* start Excerpt *

88. Merge Sorted Array

Hint - Sort

class Solution {
public:
    void merge(vector<int>& nums1, int m, vector<int>& nums2, int n)
    {
        // Loop through each element in nums2 and copy it to the end of nums1
        for ()
        {
            // Place the element from nums2 into the correct position in nums1
        }
        // Sort nums1 to merge the two arrays
    }
};

• Sort

class Solution {
public:
    void merge(vector<int>& nums1, int m, vector<int>& nums2, int n)
    {
        for (int i = 0; i < n; ++i)
        {
            nums1[m + i] = nums2[i];
        }
        sort(nums1.begin(), nums1.end());
    }
};

• T: $O(N \cdot \log N)$
• S: $O(N)$

Hint - Two Pointers

class Solution {
public:
    void merge(vector<int>& nums1, int m, vector<int>& nums2, int n)
    {
        // Initialize three pointers:
        // i - points to the last element of the initialized part of nums1
        // j - points to the last element of nums2
        // k - points to the last element of the merged array in nums1

        // Merge nums1 and nums2 from the end to the beginning
        while ()
        {
            // Compare the elements pointed by i and j
            // Place the larger element at position k in nums1
                // Copy element from nums1 and move pointers i and k
                // Copy element from nums2 and move pointers j and k
        }

        // If there are remaining elements in nums2, copy them
        // This is needed because the remaining elements of nums1 are already in place
    }
};

• Two Pointers

class Solution {
public:
    void merge(vector<int>& nums1, int m, vector<int>& nums2, int n)
    {
        int i = m - 1, j = n - 1, k = m + n - 1;
        while (i >= 0 && j >= 0)
        {
            if (nums1[i] > nums2[j]) nums1[k--] = nums1[i--];
            else nums1[k--] = nums2[j--];
        }
        while (j >= 0) nums1[k--] = nums2[j--];
    }
};

• T: $O(N + M)$
• S: $O(M)$

* end Excerpt *
* start Records for this exercise *

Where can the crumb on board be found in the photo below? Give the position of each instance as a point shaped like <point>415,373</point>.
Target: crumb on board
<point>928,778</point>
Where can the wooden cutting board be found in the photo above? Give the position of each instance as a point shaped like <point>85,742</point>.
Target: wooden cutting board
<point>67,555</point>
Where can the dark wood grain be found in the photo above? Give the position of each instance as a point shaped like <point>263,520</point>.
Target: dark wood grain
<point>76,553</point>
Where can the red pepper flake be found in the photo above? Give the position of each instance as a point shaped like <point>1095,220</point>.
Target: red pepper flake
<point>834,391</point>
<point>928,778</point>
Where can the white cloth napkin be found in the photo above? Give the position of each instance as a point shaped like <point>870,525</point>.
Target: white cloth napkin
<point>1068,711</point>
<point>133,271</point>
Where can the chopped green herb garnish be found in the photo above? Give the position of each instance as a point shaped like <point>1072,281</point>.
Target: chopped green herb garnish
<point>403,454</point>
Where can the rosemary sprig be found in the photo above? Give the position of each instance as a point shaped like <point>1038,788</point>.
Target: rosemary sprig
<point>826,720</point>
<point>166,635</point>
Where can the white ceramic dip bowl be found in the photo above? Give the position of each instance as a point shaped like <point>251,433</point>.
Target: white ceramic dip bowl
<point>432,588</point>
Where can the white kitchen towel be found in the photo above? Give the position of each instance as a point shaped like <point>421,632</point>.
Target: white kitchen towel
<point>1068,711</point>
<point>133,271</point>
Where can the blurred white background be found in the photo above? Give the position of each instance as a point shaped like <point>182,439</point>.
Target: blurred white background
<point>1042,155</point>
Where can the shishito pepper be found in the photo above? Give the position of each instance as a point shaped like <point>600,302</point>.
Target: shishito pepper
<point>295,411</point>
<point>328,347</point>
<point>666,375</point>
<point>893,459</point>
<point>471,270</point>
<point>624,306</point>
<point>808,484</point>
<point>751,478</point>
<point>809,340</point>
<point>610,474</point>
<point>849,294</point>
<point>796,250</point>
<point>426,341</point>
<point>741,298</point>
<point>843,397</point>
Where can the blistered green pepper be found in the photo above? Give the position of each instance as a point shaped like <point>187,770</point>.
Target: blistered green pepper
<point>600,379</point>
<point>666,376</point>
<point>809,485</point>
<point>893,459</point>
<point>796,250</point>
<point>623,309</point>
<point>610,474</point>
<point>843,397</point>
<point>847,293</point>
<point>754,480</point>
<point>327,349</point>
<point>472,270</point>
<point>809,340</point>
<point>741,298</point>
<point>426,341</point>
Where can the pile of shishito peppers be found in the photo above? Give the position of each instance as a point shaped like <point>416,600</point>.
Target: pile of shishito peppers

* end Records for this exercise *

◆ Exercise tasks ◆
- a) Answer these about the merge sorted array page:
(i) What time complexity does the page give for the Sort approach?
(ii) In the Two Pointers code, what value is k initialized to?
(iii) According to the Two Pointers hint, why do only the remaining elements of nums2 need to be copied?
- b) Which lines of the entries contain the word "shishito"? Pull out each one.

◆ Full solutions ◆
- a)
(i) O(N · log N)
(ii) m + n - 1
(iii) The remaining elements of nums1 are already in place.

- b)
Where can the shishito pepper be found in the photo above? Give the position of each instance as a point shaped like <point>600,302</point>.
Target: shishito pepper
Where can the pile of shishito peppers be found in the photo above? Give the position of each instance as a point shaped like <point>416,600</point>.
Target: pile of shishito peppers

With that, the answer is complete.